Brano scelto:
=-=-=

La memoria slovena del fronte isontino
Memoria del fronte isontino
La sua scrittura era costantemente interrotta dai sorvoli degli aerei italiani. Descrisse vividamente l’artiglieria austro-ungarica che sparava contro un aereo italiano. Anche di notte non c’era pace, perché il nemico bombardava “terribilmente”. I pidocchi e l’artiglieria italiana lo privarono del sonno.
Intorno al 20 marzo, la sua unità era a Kobjeglava e poi si spostò a Kopriva. Il 2 aprile, notò di essere stato promosso Zugsführer (sergente). Era molto contento di questa promozione, perché significava che non doveva più svolgere mansioni tecniche e che aveva cucito nuove insegne sulla sua uniforme. Festeggiò la sua promozione a Sežana con un compagno, bevendo un litro di vino (ZAL 3). Durante questa fase, la sua scrittura tornò ad essere più leggera. Descrive la sua vita quotidiana senza addentrarsi in pensieri più profondi. Chiaramente, la promozione gli aveva risollevato il morale, ma iniziava anche a stancarsi della monotonia della vita militare, scrivendo: “Non ho mai vissuto una vita così noiosa, sempre uguale”. (ZAL 3).

=-=-=

Estratti da un dataset
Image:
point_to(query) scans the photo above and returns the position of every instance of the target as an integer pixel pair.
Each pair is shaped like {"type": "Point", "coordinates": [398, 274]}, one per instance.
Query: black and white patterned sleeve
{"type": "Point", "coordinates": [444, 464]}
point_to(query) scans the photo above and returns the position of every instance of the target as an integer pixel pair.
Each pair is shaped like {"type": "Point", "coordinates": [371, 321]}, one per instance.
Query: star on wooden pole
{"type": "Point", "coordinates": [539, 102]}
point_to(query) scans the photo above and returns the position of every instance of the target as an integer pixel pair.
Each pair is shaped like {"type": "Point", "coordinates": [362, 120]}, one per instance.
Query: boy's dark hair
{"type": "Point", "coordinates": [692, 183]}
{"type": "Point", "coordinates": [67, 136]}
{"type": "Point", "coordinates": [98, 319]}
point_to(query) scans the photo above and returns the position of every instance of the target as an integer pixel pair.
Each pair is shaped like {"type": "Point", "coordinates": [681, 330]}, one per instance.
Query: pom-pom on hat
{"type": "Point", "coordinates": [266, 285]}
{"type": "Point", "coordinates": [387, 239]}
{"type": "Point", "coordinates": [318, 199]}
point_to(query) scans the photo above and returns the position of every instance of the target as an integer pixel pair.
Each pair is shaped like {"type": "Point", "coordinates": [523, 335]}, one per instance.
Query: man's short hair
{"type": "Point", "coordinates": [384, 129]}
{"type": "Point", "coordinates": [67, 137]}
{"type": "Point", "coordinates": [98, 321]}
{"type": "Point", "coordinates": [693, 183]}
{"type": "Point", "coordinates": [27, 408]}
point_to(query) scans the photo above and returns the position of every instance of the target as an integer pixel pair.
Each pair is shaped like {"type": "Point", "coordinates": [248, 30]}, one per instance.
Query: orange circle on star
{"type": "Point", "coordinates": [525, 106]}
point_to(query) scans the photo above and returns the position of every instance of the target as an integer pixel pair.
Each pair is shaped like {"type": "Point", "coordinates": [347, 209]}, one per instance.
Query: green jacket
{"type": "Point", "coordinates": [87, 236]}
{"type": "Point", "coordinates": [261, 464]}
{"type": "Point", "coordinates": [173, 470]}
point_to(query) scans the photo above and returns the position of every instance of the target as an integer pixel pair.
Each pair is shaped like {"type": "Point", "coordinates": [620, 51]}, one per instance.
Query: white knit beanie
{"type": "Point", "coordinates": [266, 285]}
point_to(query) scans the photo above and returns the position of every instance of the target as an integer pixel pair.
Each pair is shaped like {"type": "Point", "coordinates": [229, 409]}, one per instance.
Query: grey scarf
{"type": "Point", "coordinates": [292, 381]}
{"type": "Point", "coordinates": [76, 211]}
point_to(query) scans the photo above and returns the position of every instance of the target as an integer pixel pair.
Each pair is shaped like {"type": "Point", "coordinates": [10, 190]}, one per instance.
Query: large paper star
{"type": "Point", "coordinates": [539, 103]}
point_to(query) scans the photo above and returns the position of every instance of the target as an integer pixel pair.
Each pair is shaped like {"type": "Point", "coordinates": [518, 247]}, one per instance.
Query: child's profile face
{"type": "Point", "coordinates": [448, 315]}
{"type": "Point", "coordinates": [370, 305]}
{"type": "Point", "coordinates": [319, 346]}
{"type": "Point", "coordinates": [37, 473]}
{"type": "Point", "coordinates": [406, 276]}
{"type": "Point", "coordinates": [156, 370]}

=-=-=

Esercizio:
Riscrivi la parte del brano sul fronte isontino che si apre con le parole "La memoria slovena" e si chiude con "privarono del sonno.", sostituendo "pidocchi" con "topi".

Soluzione:
La memoria slovena del fronte isontino
Memoria del fronte isontino
La sua scrittura era costantemente interrotta dai sorvoli degli aerei italiani. Descrisse vividamente l’artiglieria austro-ungarica che sparava contro un aereo italiano. Anche di notte non c’era pace, perché il nemico bombardava “terribilmente”. I topi e l’artiglieria italiana lo privarono del sonno.